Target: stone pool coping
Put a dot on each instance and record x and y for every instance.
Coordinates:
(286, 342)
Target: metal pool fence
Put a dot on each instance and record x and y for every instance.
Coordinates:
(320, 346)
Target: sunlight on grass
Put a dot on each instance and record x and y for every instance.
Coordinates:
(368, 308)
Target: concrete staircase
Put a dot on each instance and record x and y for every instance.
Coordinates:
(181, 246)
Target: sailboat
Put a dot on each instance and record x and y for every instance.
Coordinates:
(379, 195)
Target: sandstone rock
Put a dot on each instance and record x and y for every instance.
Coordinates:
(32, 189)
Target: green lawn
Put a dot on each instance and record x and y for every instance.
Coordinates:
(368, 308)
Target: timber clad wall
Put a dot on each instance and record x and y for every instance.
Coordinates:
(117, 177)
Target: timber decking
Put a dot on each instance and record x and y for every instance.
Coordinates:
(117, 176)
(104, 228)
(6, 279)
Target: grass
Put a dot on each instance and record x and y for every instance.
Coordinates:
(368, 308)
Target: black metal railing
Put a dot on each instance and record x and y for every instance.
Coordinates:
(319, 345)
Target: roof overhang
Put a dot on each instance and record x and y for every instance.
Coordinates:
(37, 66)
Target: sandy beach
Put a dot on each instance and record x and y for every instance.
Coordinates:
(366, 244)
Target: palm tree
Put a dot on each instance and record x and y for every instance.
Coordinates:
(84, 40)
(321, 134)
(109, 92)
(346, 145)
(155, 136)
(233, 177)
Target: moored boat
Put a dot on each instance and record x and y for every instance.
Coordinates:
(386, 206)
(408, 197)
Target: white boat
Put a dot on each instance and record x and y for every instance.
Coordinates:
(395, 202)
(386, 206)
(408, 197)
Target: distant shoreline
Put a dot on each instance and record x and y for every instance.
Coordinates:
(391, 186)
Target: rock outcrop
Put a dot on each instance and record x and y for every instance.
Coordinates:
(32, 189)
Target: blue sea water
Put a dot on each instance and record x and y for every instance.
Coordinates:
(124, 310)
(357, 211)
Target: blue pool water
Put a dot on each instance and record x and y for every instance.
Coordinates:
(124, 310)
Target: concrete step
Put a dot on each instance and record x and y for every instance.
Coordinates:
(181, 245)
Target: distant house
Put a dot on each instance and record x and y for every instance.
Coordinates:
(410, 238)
_ _ _ _
:: REQUIREMENT ::
Please set down each line of the records exactly as given.

:: FULL SOLUTION ::
Target: stone pool coping
Put a dot on each instance and record x and y for every instance.
Coordinates:
(286, 342)
Target: metal pool fence
Put a dot on each instance and record x and y for every instance.
Coordinates:
(320, 346)
Target: sunlight on grass
Put a dot on each instance and record x and y for every instance.
Coordinates:
(368, 308)
Target: concrete staircase
Put a dot on each instance and record x and y for every instance.
Coordinates:
(181, 246)
Target: sailboat
Put a dot on each instance and record x and y for every instance.
Coordinates:
(379, 195)
Target: sandstone rock
Put a dot on each instance and record x and y for every instance.
Coordinates:
(32, 189)
Target: green lawn
Put a dot on each instance and record x and y for every instance.
Coordinates:
(368, 308)
Target: timber clad wall
Put a dot on each instance and record x and y for every instance.
Coordinates:
(117, 177)
Target: timber decking
Put a dot on each instance and record x and y for every instance.
Coordinates:
(117, 176)
(104, 228)
(6, 279)
Target: grass
Put a dot on each instance and record x and y for every instance.
Coordinates:
(368, 308)
Target: black metal railing
Put a dot on each instance and record x and y for every instance.
Coordinates:
(319, 345)
Target: roof overhang
Put a dot on each instance and record x and y for every instance.
Coordinates:
(37, 66)
Target: sandy beach
Put a dot on each instance and record x and y for every instance.
Coordinates:
(366, 244)
Target: palm tree
Put a dot on each instance and record x and y for every instance.
Coordinates:
(84, 40)
(321, 134)
(109, 92)
(346, 145)
(155, 136)
(233, 177)
Target: moored boat
Put a dot on each instance and record x and y for every instance.
Coordinates:
(386, 206)
(408, 197)
Target: white boat
Put a dot on each instance and record x and y for every instance.
Coordinates:
(395, 202)
(386, 206)
(408, 197)
Target: distant shoreline
Put a dot on each instance and record x and y for every instance.
Coordinates:
(391, 186)
Target: rock outcrop
Put a dot on each instance and record x and y for every instance.
Coordinates:
(32, 189)
Target: blue sea water
Put a dot on each instance and record x and y for every instance.
Coordinates:
(124, 310)
(357, 211)
Target: blue pool water
Put a dot on each instance and record x and y for every instance.
Coordinates:
(124, 310)
Target: concrete step
Put a dot on each instance and record x and y for every instance.
Coordinates:
(181, 245)
Target: distant house
Put a dot on each instance and record x and y for every instance.
Coordinates:
(410, 238)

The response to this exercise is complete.